Task prompt: All records are to be restated word for word, with pictures excluded.

=-=-=

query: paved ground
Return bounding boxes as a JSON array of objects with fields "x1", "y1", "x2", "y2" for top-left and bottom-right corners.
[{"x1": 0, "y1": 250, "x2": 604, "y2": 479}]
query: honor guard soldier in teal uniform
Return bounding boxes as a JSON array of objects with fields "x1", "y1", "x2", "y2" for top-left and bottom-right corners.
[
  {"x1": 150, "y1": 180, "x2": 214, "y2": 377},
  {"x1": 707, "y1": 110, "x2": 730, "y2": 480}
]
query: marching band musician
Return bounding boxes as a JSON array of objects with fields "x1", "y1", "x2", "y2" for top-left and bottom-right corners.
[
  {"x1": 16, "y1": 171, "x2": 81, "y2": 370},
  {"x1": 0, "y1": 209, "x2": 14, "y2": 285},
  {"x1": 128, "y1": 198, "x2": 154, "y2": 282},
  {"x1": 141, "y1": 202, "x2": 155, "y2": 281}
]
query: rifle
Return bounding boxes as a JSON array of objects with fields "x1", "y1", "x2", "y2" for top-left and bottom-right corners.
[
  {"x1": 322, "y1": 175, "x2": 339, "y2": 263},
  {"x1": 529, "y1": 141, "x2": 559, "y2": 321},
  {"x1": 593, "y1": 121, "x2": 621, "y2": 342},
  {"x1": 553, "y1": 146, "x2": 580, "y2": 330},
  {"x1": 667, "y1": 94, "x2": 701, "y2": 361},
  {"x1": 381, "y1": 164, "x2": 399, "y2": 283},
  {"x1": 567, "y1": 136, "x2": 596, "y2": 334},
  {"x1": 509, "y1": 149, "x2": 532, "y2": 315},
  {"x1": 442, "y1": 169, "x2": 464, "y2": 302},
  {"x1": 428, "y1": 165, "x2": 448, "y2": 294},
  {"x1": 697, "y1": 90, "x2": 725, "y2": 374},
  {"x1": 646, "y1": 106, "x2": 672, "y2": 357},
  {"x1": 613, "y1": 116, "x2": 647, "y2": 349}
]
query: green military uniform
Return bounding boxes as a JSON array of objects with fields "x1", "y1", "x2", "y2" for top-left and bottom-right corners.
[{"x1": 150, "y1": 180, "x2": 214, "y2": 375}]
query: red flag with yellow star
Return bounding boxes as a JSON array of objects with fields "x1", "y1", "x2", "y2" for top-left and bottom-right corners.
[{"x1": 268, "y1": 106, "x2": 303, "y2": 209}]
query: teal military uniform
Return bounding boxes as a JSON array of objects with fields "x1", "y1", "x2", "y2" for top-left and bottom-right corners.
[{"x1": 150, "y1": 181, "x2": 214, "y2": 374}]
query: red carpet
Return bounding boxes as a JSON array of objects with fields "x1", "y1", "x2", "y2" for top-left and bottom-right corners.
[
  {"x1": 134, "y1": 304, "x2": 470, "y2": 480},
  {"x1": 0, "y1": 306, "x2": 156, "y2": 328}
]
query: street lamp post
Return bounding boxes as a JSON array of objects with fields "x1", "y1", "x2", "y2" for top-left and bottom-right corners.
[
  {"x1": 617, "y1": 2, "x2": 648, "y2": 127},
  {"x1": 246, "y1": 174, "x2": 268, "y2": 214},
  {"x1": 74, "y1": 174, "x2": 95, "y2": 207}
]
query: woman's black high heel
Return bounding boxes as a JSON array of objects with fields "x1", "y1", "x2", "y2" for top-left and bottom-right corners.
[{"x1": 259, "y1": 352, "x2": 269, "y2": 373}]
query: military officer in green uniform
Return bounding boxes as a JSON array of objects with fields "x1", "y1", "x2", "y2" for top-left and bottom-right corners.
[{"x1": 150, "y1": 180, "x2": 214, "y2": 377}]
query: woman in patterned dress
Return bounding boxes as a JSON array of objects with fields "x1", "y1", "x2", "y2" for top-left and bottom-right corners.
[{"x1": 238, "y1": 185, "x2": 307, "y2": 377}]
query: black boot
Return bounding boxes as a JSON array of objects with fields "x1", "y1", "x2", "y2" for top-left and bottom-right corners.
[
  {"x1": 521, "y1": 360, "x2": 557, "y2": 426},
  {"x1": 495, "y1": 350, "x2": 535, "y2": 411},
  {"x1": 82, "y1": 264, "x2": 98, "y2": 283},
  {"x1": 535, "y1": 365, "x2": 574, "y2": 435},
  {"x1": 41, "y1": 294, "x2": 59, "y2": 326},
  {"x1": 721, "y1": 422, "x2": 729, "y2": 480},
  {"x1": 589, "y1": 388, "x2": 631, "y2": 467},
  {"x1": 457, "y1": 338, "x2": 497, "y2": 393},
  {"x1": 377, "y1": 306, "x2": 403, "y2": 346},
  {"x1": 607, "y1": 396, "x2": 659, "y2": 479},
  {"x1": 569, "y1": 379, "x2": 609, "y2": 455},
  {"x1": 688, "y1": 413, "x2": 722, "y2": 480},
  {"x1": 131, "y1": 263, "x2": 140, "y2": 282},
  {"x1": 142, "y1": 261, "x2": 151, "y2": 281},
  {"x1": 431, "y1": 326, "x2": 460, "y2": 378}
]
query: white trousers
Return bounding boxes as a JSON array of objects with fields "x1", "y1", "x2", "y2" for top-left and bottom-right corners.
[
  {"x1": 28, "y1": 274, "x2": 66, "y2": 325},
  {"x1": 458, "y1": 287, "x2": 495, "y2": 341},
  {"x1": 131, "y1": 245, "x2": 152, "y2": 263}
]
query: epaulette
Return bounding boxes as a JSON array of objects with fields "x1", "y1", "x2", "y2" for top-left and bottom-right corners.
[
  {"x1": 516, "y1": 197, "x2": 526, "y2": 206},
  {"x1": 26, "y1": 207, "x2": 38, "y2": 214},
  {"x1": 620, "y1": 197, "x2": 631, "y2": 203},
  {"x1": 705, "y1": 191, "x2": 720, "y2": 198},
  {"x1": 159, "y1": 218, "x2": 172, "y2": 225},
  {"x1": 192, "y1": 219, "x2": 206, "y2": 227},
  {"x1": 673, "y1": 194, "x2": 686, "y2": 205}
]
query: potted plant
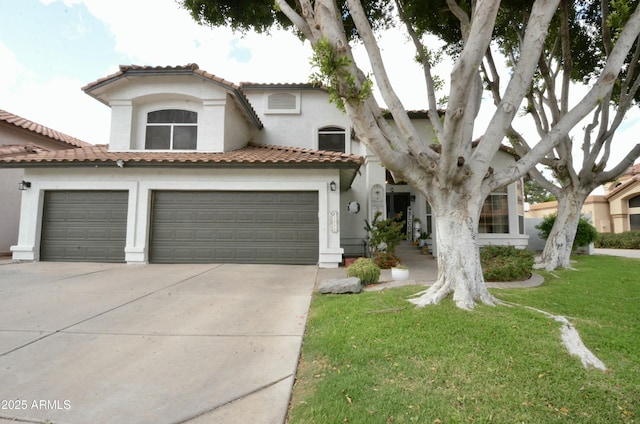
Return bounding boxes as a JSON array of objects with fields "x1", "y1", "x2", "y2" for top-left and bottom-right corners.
[
  {"x1": 413, "y1": 218, "x2": 422, "y2": 240},
  {"x1": 391, "y1": 264, "x2": 410, "y2": 281},
  {"x1": 418, "y1": 232, "x2": 430, "y2": 247}
]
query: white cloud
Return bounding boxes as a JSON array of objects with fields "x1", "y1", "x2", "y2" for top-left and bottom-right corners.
[{"x1": 0, "y1": 41, "x2": 23, "y2": 93}]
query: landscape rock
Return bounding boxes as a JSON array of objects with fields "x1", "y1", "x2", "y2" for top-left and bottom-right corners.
[{"x1": 318, "y1": 277, "x2": 362, "y2": 294}]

=-=-=

Answer below:
query: paved ground
Return bounding boxes as a JSON array of objects with fields "x1", "y1", "x2", "y2" for top-left and bottom-right corners.
[{"x1": 0, "y1": 250, "x2": 604, "y2": 479}]
query: honor guard soldier in teal uniform
Return bounding boxes as a JSON array of objects with fields "x1", "y1", "x2", "y2" for top-left and bottom-right corners.
[
  {"x1": 150, "y1": 180, "x2": 214, "y2": 377},
  {"x1": 707, "y1": 110, "x2": 730, "y2": 480}
]
query: marching band musician
Return bounding boxes as a JSON array of objects with fields "x1", "y1", "x2", "y2" for top-left and bottom-right corners.
[
  {"x1": 16, "y1": 171, "x2": 81, "y2": 370},
  {"x1": 0, "y1": 209, "x2": 14, "y2": 285},
  {"x1": 128, "y1": 198, "x2": 154, "y2": 282},
  {"x1": 141, "y1": 202, "x2": 155, "y2": 281}
]
query: rifle
Return bounding boxes as a JSON array of objects with fields "x1", "y1", "x2", "y2" for top-left and bottom-right corners.
[
  {"x1": 322, "y1": 175, "x2": 339, "y2": 263},
  {"x1": 529, "y1": 141, "x2": 559, "y2": 321},
  {"x1": 593, "y1": 121, "x2": 621, "y2": 342},
  {"x1": 553, "y1": 146, "x2": 580, "y2": 330},
  {"x1": 667, "y1": 94, "x2": 701, "y2": 361},
  {"x1": 381, "y1": 164, "x2": 399, "y2": 283},
  {"x1": 567, "y1": 136, "x2": 596, "y2": 334},
  {"x1": 509, "y1": 149, "x2": 532, "y2": 315},
  {"x1": 442, "y1": 169, "x2": 464, "y2": 302},
  {"x1": 428, "y1": 165, "x2": 448, "y2": 294},
  {"x1": 697, "y1": 90, "x2": 725, "y2": 374},
  {"x1": 646, "y1": 106, "x2": 672, "y2": 357},
  {"x1": 613, "y1": 116, "x2": 647, "y2": 349}
]
query: green military uniform
Return bounding boxes as a JSON array of objects with fields "x1", "y1", "x2", "y2" for top-left and bottom-right corners.
[{"x1": 150, "y1": 180, "x2": 214, "y2": 375}]
query: red flag with yellow star
Return bounding boxes as a JSON array of objects with fields "x1", "y1", "x2", "y2" for top-left and bottom-right corners.
[{"x1": 268, "y1": 106, "x2": 303, "y2": 209}]
query: teal military uniform
Return bounding boxes as a JSON array of objects with fields "x1", "y1", "x2", "y2" for top-left and bottom-right corners.
[{"x1": 150, "y1": 181, "x2": 214, "y2": 374}]
query: red carpet
Return bounding boxes as a JSON array of objects with fields "x1", "y1", "x2", "y2" for top-left and bottom-right corners.
[
  {"x1": 134, "y1": 304, "x2": 470, "y2": 480},
  {"x1": 0, "y1": 306, "x2": 156, "y2": 328}
]
query: street lamp post
Return bounding boxes as a JSON array of objects with fields "x1", "y1", "x2", "y2" for top-left and bottom-right corners.
[
  {"x1": 617, "y1": 2, "x2": 648, "y2": 127},
  {"x1": 246, "y1": 174, "x2": 268, "y2": 214},
  {"x1": 74, "y1": 174, "x2": 95, "y2": 207}
]
query: woman's black high heel
Return bounding boxes as a JSON array of objects with fields "x1", "y1", "x2", "y2" for top-left and bottom-right corners.
[{"x1": 259, "y1": 352, "x2": 269, "y2": 373}]
query: military officer in green uniform
Return bounding boxes as a JSON array of objects with fields "x1", "y1", "x2", "y2" for top-left and bottom-right corners.
[{"x1": 150, "y1": 180, "x2": 214, "y2": 377}]
query: woman in patterned dress
Return bounding boxes as a JSON array of objects with fields "x1", "y1", "x2", "y2" for top-left and bottom-right corners.
[{"x1": 238, "y1": 185, "x2": 307, "y2": 377}]
query: black boot
Return bounding boxes as a JSON array of objects with fields "x1", "y1", "x2", "y2" for top-left and bottom-right corners.
[
  {"x1": 521, "y1": 360, "x2": 557, "y2": 426},
  {"x1": 495, "y1": 350, "x2": 535, "y2": 411},
  {"x1": 82, "y1": 264, "x2": 98, "y2": 283},
  {"x1": 535, "y1": 365, "x2": 574, "y2": 435},
  {"x1": 41, "y1": 294, "x2": 59, "y2": 326},
  {"x1": 721, "y1": 422, "x2": 729, "y2": 480},
  {"x1": 589, "y1": 388, "x2": 631, "y2": 467},
  {"x1": 457, "y1": 338, "x2": 497, "y2": 393},
  {"x1": 377, "y1": 306, "x2": 403, "y2": 346},
  {"x1": 607, "y1": 396, "x2": 659, "y2": 479},
  {"x1": 569, "y1": 379, "x2": 609, "y2": 455},
  {"x1": 688, "y1": 413, "x2": 722, "y2": 480},
  {"x1": 131, "y1": 263, "x2": 140, "y2": 282},
  {"x1": 142, "y1": 261, "x2": 151, "y2": 281},
  {"x1": 431, "y1": 326, "x2": 460, "y2": 378}
]
query: white trousers
Return bounding boxes as a JSON array of objects with fields "x1", "y1", "x2", "y2" for top-left and bottom-right corners.
[
  {"x1": 28, "y1": 274, "x2": 66, "y2": 325},
  {"x1": 458, "y1": 287, "x2": 495, "y2": 341},
  {"x1": 131, "y1": 245, "x2": 152, "y2": 263}
]
query: epaulette
Return bounding boxes as a JSON array of objects with fields "x1", "y1", "x2", "y2" for top-left and bottom-right corners.
[
  {"x1": 516, "y1": 197, "x2": 526, "y2": 206},
  {"x1": 26, "y1": 207, "x2": 38, "y2": 214},
  {"x1": 620, "y1": 197, "x2": 631, "y2": 203},
  {"x1": 705, "y1": 191, "x2": 720, "y2": 198},
  {"x1": 159, "y1": 218, "x2": 172, "y2": 225},
  {"x1": 192, "y1": 219, "x2": 206, "y2": 227},
  {"x1": 673, "y1": 194, "x2": 686, "y2": 205}
]
query: potted plant
Return bounding boxes as a JSON array of objects with fields "x1", "y1", "x2", "y2" for top-left and bottom-right corners.
[
  {"x1": 413, "y1": 218, "x2": 422, "y2": 240},
  {"x1": 391, "y1": 264, "x2": 410, "y2": 281},
  {"x1": 418, "y1": 232, "x2": 430, "y2": 247}
]
query: white cloud
Return bounding boxes as a JSON array of objects with fields "x1", "y1", "x2", "y2" for top-left and bottom-right corners.
[{"x1": 0, "y1": 41, "x2": 23, "y2": 93}]
query: landscape rock
Return bounding boxes as a JSON array of objects with fields "x1", "y1", "x2", "y2" for top-left and bottom-right corners.
[{"x1": 318, "y1": 277, "x2": 362, "y2": 294}]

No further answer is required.